** BEGIN INPUT **

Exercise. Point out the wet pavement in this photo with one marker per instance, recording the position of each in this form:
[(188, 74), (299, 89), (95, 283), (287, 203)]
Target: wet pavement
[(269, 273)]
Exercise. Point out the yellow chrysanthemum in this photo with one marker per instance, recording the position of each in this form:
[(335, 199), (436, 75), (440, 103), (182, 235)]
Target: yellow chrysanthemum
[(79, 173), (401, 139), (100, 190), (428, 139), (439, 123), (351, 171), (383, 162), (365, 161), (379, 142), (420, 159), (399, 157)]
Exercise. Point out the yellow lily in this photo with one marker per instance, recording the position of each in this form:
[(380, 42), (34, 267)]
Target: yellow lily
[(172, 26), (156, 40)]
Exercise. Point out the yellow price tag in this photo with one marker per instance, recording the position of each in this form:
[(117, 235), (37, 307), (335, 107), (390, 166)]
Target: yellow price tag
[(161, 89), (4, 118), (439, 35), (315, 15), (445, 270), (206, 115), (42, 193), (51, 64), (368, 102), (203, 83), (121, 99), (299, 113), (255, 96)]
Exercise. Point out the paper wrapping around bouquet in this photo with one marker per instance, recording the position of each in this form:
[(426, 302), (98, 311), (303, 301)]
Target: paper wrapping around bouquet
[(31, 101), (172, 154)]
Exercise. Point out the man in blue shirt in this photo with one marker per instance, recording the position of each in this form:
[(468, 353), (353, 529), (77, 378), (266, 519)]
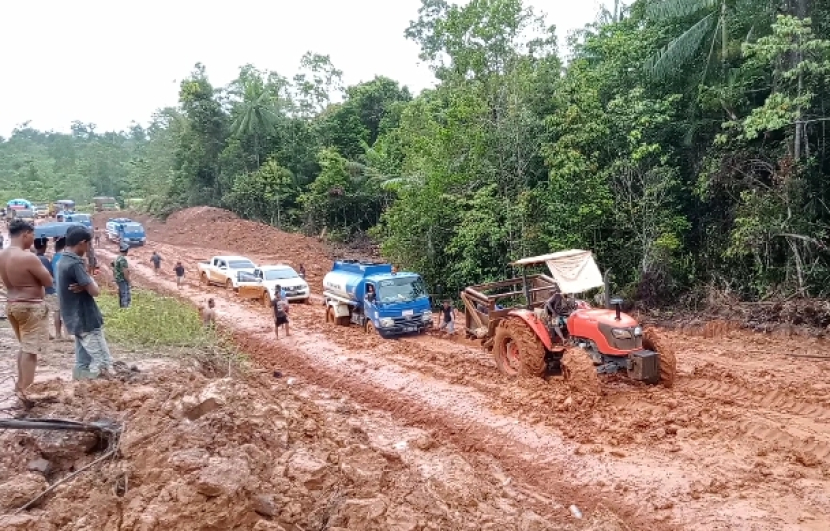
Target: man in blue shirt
[(80, 311), (51, 296)]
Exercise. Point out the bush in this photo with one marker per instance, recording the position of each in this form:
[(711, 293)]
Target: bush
[(154, 321)]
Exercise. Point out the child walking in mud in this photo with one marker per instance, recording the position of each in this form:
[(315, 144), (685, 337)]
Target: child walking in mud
[(280, 307), (209, 314)]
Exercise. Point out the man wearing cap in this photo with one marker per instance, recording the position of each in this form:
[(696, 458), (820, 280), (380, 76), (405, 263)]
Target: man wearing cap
[(121, 272), (77, 292), (51, 297)]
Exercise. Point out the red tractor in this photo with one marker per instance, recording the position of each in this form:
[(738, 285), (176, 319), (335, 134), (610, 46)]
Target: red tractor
[(510, 319)]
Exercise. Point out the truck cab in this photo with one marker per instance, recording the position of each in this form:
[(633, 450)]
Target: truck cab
[(83, 219), (396, 303), (268, 277), (225, 270), (127, 231)]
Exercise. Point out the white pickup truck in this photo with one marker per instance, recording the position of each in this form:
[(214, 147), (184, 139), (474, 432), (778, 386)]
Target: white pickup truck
[(261, 284), (224, 270)]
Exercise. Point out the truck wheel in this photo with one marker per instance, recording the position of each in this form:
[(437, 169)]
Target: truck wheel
[(517, 350), (579, 372), (668, 361)]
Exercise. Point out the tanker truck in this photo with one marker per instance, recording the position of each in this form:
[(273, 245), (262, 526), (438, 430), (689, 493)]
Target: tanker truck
[(396, 303)]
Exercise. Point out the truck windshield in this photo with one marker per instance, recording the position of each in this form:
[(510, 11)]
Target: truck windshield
[(404, 289), (280, 274)]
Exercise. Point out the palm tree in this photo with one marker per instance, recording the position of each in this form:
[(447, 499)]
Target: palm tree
[(710, 27), (256, 112)]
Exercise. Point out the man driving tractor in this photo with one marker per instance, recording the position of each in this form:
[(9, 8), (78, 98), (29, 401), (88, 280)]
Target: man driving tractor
[(558, 307)]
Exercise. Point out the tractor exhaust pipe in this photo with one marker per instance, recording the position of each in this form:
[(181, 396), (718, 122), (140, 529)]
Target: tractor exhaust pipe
[(607, 287)]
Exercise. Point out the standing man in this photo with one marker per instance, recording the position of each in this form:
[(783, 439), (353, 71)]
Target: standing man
[(447, 318), (156, 259), (25, 279), (121, 272), (179, 270), (280, 306), (77, 291), (60, 244), (209, 314), (51, 296)]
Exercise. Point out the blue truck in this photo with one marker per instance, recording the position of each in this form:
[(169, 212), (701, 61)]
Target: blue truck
[(372, 296), (126, 231)]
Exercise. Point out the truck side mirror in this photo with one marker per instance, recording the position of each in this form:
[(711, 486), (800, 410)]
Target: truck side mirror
[(616, 302)]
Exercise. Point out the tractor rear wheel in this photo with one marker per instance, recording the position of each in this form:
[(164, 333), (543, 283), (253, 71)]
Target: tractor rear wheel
[(517, 349), (668, 361), (579, 372)]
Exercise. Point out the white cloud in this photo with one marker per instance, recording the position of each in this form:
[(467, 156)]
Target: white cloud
[(110, 63)]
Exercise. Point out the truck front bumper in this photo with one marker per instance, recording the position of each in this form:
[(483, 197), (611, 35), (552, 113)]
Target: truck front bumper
[(409, 327)]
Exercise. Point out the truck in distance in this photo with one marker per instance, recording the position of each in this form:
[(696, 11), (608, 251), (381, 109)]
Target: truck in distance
[(224, 270), (126, 231), (261, 284), (370, 295)]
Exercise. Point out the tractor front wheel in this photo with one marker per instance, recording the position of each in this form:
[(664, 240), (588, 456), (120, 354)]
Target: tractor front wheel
[(579, 372), (667, 360), (517, 350)]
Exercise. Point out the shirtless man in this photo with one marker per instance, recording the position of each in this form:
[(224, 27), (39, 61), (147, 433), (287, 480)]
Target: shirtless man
[(25, 279), (209, 314)]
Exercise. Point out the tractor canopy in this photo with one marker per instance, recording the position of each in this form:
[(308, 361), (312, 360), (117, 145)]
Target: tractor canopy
[(575, 271)]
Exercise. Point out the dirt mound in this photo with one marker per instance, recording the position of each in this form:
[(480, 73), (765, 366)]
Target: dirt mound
[(199, 453), (151, 225)]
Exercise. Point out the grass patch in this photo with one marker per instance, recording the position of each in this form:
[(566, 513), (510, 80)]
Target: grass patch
[(153, 320), (156, 325)]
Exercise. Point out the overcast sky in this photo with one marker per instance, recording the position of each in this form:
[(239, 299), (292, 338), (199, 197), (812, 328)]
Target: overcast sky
[(114, 62)]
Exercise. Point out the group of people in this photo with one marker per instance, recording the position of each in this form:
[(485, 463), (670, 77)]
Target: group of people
[(64, 287), (156, 260)]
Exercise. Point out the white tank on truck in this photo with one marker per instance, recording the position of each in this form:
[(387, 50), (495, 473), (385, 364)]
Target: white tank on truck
[(371, 295)]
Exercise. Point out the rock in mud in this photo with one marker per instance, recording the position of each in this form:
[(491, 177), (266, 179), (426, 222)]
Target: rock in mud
[(42, 466), (64, 444), (531, 521), (223, 477), (363, 467), (359, 513), (188, 459), (307, 468), (265, 505), (17, 491), (265, 525), (211, 398)]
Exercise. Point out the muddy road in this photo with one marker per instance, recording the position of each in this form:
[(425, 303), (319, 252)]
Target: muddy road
[(740, 442)]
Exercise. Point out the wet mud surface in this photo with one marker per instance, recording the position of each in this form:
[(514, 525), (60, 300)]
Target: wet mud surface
[(741, 441)]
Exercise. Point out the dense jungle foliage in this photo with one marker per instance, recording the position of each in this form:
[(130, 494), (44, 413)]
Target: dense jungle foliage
[(685, 143)]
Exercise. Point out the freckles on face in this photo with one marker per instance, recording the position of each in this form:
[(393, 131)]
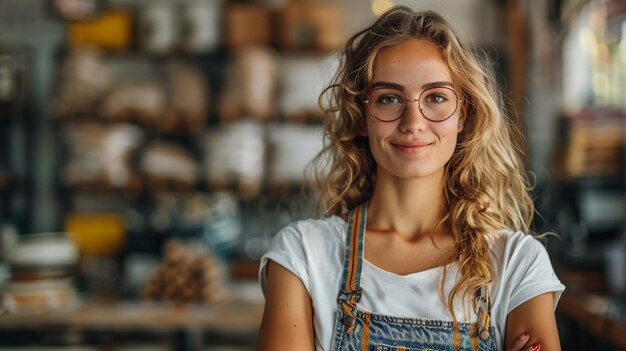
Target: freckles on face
[(412, 146)]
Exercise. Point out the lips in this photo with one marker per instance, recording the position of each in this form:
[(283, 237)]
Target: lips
[(411, 147)]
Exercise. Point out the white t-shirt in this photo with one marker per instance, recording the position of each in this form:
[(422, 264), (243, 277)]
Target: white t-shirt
[(313, 250)]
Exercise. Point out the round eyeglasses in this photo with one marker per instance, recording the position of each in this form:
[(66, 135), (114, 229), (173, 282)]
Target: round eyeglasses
[(436, 104)]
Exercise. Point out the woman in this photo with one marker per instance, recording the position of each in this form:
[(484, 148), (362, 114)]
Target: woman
[(424, 247)]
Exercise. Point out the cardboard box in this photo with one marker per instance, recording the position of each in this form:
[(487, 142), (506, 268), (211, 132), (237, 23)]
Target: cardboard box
[(248, 25), (310, 26)]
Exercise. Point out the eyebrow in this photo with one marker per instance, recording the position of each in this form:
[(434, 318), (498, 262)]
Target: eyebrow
[(402, 87)]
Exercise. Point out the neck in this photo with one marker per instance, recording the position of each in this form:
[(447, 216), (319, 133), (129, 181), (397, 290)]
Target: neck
[(411, 208)]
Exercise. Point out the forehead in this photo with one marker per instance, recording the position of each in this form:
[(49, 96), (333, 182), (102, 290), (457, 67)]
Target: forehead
[(409, 63)]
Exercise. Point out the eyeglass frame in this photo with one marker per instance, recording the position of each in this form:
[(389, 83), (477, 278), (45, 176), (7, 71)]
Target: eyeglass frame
[(406, 104)]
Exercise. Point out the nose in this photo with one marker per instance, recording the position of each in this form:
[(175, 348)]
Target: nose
[(413, 120)]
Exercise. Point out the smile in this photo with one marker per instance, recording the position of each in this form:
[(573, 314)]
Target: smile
[(412, 148)]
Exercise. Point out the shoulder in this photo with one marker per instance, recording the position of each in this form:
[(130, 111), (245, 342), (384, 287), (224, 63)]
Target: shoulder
[(507, 245), (312, 233), (304, 247)]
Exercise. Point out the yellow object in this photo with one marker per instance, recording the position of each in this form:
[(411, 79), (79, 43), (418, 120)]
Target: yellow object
[(110, 31), (97, 234)]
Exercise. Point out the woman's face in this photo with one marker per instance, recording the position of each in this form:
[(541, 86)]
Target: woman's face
[(412, 146)]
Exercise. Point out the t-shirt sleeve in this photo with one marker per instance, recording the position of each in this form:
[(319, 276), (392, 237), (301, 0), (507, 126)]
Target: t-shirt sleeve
[(528, 271), (287, 250)]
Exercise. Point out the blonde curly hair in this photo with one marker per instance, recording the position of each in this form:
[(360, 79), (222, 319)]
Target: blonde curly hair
[(486, 186)]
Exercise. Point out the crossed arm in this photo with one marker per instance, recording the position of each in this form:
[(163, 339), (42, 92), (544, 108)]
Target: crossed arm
[(288, 318)]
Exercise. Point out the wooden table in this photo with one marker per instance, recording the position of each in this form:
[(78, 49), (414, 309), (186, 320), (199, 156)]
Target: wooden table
[(187, 323), (585, 300)]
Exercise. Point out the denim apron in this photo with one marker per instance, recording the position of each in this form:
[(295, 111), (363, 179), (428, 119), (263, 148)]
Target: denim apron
[(365, 331)]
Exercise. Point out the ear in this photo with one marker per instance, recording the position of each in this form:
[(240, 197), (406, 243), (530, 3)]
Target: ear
[(363, 131)]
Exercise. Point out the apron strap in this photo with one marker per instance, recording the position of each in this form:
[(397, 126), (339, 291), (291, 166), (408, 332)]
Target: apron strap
[(350, 288), (353, 259)]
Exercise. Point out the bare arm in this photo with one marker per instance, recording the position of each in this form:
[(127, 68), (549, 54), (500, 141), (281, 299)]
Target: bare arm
[(535, 317), (288, 316)]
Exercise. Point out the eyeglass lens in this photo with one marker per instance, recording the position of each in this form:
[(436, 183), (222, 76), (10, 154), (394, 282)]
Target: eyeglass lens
[(436, 104)]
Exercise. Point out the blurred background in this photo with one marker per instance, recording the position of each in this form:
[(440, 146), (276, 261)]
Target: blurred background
[(150, 150)]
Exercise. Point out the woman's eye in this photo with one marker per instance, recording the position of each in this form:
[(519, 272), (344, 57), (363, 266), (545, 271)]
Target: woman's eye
[(436, 98), (389, 99)]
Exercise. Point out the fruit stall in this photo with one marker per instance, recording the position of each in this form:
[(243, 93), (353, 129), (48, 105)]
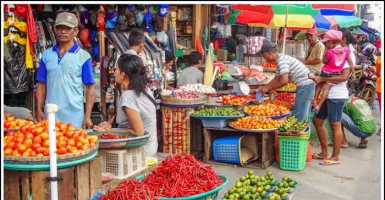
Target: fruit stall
[(27, 161)]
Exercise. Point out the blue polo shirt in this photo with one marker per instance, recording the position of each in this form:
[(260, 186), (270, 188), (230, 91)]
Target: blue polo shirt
[(64, 78)]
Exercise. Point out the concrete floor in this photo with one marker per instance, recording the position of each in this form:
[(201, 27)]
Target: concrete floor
[(357, 177)]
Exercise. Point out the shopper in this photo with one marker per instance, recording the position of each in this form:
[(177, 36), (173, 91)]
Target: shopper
[(290, 67), (358, 119), (333, 108), (315, 52), (64, 70), (137, 109), (136, 42), (192, 74), (334, 59)]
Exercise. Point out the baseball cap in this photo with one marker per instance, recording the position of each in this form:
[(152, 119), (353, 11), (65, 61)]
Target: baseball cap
[(66, 19), (311, 32), (332, 35), (267, 46)]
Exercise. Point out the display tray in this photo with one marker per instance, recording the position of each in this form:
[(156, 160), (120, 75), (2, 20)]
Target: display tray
[(212, 194), (44, 160), (41, 167), (273, 117), (11, 130), (253, 130), (217, 117), (280, 90), (133, 141), (182, 105)]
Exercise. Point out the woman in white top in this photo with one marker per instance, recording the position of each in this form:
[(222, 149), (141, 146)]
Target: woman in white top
[(136, 111)]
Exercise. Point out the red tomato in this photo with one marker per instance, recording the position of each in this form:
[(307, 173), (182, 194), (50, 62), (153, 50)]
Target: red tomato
[(27, 154), (44, 136), (79, 145), (35, 146), (71, 142), (39, 150), (22, 148), (46, 152), (7, 125), (45, 143), (29, 135), (62, 150), (61, 143), (68, 148), (37, 139), (24, 129), (28, 142), (8, 151)]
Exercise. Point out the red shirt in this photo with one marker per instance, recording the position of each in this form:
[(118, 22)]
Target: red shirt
[(378, 43)]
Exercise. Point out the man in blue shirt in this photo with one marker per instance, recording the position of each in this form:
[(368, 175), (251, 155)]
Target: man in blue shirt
[(63, 71)]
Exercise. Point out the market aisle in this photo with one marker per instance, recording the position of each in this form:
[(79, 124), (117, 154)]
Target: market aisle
[(357, 177)]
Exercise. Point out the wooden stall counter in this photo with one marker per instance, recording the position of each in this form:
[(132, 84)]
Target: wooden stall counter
[(79, 183), (265, 145)]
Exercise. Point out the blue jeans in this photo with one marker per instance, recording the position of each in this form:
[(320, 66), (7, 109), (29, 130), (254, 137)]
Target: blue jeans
[(303, 98), (332, 109), (349, 124)]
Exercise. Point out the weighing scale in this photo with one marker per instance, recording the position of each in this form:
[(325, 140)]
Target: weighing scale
[(240, 86)]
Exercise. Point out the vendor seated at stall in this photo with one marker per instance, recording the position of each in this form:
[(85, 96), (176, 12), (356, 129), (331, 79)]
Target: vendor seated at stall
[(137, 111), (192, 74), (358, 119), (288, 66)]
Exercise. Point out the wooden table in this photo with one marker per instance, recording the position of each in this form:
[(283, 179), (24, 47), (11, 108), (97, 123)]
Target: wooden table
[(265, 146), (77, 182)]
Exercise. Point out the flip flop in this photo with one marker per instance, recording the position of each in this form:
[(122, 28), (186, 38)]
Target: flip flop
[(316, 156), (363, 144), (329, 162)]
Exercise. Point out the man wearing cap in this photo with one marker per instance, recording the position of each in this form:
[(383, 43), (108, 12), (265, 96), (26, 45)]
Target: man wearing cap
[(64, 70), (315, 52), (288, 66)]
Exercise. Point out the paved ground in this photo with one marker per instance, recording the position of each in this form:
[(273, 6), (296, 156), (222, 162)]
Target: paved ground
[(357, 177)]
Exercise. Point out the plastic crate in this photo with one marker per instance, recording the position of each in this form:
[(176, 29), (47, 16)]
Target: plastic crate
[(292, 152), (214, 123), (123, 163), (227, 149)]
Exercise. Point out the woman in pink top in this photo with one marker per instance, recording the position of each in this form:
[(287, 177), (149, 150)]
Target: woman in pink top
[(334, 60)]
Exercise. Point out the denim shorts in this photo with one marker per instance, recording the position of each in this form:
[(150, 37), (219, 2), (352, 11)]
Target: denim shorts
[(328, 75), (332, 109)]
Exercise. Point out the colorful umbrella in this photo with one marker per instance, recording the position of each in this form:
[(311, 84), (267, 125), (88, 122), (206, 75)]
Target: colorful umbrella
[(273, 16)]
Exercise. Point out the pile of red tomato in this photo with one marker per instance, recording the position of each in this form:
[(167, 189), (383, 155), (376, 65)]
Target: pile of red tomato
[(286, 96), (235, 99), (32, 139)]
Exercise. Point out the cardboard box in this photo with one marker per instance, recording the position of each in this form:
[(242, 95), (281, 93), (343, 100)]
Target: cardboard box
[(222, 55)]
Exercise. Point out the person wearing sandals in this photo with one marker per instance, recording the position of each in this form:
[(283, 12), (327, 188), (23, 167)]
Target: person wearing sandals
[(332, 109), (334, 59), (358, 119)]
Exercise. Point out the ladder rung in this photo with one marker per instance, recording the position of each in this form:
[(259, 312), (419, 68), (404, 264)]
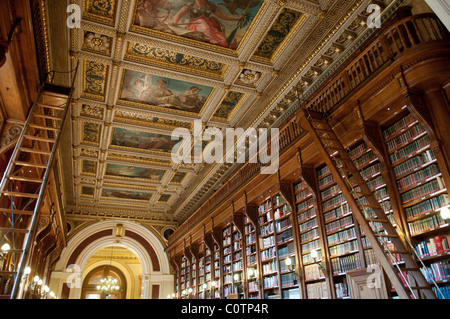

** END INPUT **

## [WHAT TO DO]
Swap "yellow" for "white" in the stretch of lines from the start through the line containing "[(172, 26), (156, 40)]", leaving everything else unchanged. Return only that stretch.

## [SOLVED PROBLEM]
Exercise. Point out the wet pavement in this photo with one marker per instance, recording the position of each in this form:
[(188, 74), (299, 89), (95, 283), (287, 203)]
Target: wet pavement
[(269, 273)]
Exercise. Point out the white chrysanthemum in this photo with one marker per instance, recording the position of each in this form:
[(335, 199), (436, 75), (440, 103), (182, 235)]
Target: white chrysanthemum
[(79, 173), (401, 139), (100, 190), (428, 139), (439, 123), (351, 171), (383, 162), (365, 161), (379, 142), (420, 159), (399, 157)]
Exercise. Point out the white lily in this photo with one marker per instance, recording the position of each in this form:
[(380, 42), (34, 267)]
Target: white lily
[(172, 26), (156, 40)]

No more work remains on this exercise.